● RECORDED INFORMATION
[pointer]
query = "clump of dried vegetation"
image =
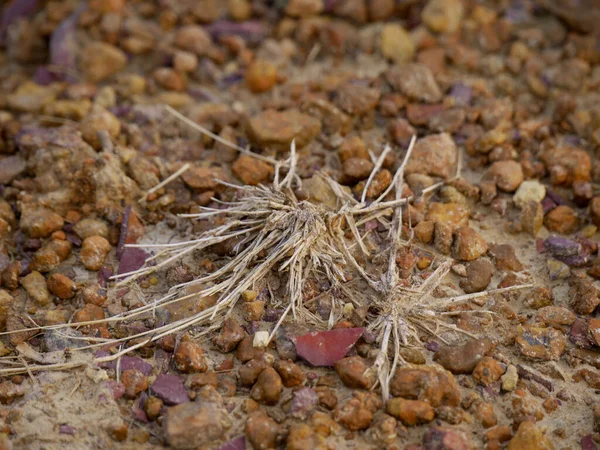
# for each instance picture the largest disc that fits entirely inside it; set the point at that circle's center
(274, 231)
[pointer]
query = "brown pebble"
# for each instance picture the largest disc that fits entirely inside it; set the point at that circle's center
(153, 407)
(468, 244)
(410, 412)
(135, 382)
(94, 251)
(488, 371)
(36, 287)
(61, 286)
(430, 384)
(229, 337)
(487, 415)
(268, 387)
(543, 344)
(583, 296)
(202, 179)
(462, 358)
(118, 432)
(291, 374)
(354, 373)
(508, 175)
(353, 414)
(353, 147)
(356, 169)
(189, 358)
(39, 222)
(94, 294)
(251, 170)
(479, 276)
(261, 76)
(529, 437)
(562, 219)
(253, 311)
(261, 430)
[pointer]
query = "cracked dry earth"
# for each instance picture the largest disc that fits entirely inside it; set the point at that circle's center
(503, 97)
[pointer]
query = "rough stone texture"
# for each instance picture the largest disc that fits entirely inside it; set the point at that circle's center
(462, 358)
(416, 81)
(193, 425)
(468, 244)
(529, 437)
(435, 155)
(277, 129)
(543, 344)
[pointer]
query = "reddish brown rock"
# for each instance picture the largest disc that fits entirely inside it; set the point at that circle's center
(252, 171)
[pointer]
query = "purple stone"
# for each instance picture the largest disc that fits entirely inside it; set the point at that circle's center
(132, 259)
(130, 362)
(116, 388)
(432, 346)
(587, 443)
(578, 334)
(555, 197)
(561, 247)
(304, 401)
(170, 389)
(235, 444)
(137, 410)
(66, 429)
(251, 30)
(461, 93)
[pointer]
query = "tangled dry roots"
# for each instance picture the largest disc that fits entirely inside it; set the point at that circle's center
(274, 231)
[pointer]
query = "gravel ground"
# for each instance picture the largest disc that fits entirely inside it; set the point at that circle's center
(491, 301)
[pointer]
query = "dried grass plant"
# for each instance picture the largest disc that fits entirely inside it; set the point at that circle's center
(279, 233)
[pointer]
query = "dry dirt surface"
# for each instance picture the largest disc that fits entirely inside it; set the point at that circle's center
(299, 224)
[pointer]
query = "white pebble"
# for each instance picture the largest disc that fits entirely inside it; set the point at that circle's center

● EXERCISE AIM
Will you restate every entry word for word and omit the images?

● TASK RESPONSE
[pointer]
query = "clump of dried vegetation"
image =
# for each instance picture the largest disc that fits entirely inside it; set the point at that circle's center
(274, 231)
[pointer]
query = "brown pebble"
# for each instance picture the largest disc that fits entirely inside it; set the point at that circle's center
(153, 407)
(468, 244)
(410, 412)
(135, 382)
(94, 251)
(488, 371)
(36, 287)
(61, 286)
(430, 384)
(229, 337)
(487, 415)
(268, 387)
(543, 344)
(583, 296)
(202, 179)
(462, 358)
(118, 432)
(291, 374)
(354, 373)
(508, 175)
(353, 414)
(353, 147)
(356, 169)
(189, 358)
(39, 222)
(94, 294)
(251, 170)
(479, 276)
(261, 76)
(529, 437)
(562, 219)
(253, 311)
(261, 430)
[pointer]
query = "cracked dry earth"
# for each instance picture the largest disc that fits entirely inside it; set the point at that circle's center
(503, 97)
[pointer]
query = "rough stone texture"
# for each instance picture the largest disc that fits entirely inside it; set the point at that circle's center
(462, 358)
(416, 81)
(193, 425)
(468, 244)
(529, 437)
(435, 155)
(277, 129)
(543, 344)
[pointer]
query = "reddish brown rock"
# for each instance picture the largest disc that fits entirely inside it; set the point at that circle's center
(252, 171)
[pointer]
query = "purple stone"
# for each instance picture the largest disc that fits entirely inside it; set the point at that circle's center
(132, 259)
(130, 362)
(116, 388)
(432, 346)
(587, 443)
(578, 334)
(555, 197)
(561, 247)
(304, 401)
(170, 389)
(235, 444)
(137, 410)
(66, 429)
(251, 30)
(461, 93)
[pointer]
query = "tangled dry roots"
# for each instance picture the largest disc that fits entirely inside it; set the point at that circle's center
(274, 231)
[pointer]
query = "gravel ground"
# for each instance picture the largest disc that fits entirely inside it; set the point at that circle's center
(491, 301)
[pointer]
query = "dried grass plant"
# for each instance picture the largest disc that fits entirely inside it; set the point at that circle's center
(279, 233)
[pointer]
query = "dry dirt surface"
# for each instance picture the largest disc that fits entirely inside it; set the point at that circle's center
(299, 224)
[pointer]
query = "white pebble"
# for each instance picture the largest disc that fits entirely inside it; set the point at that circle's center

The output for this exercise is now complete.